**EXERCISE PROMPT:** The complete data, repeated exactly, should form your response.

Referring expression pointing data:
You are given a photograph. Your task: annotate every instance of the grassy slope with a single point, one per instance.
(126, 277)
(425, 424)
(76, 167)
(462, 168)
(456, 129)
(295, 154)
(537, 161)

**EXERCISE OUTPUT:**
You are given a photograph. Your task: annotate every instance of the grassy slope with a single point, one per instance.
(126, 277)
(425, 424)
(76, 167)
(462, 168)
(456, 129)
(295, 154)
(537, 161)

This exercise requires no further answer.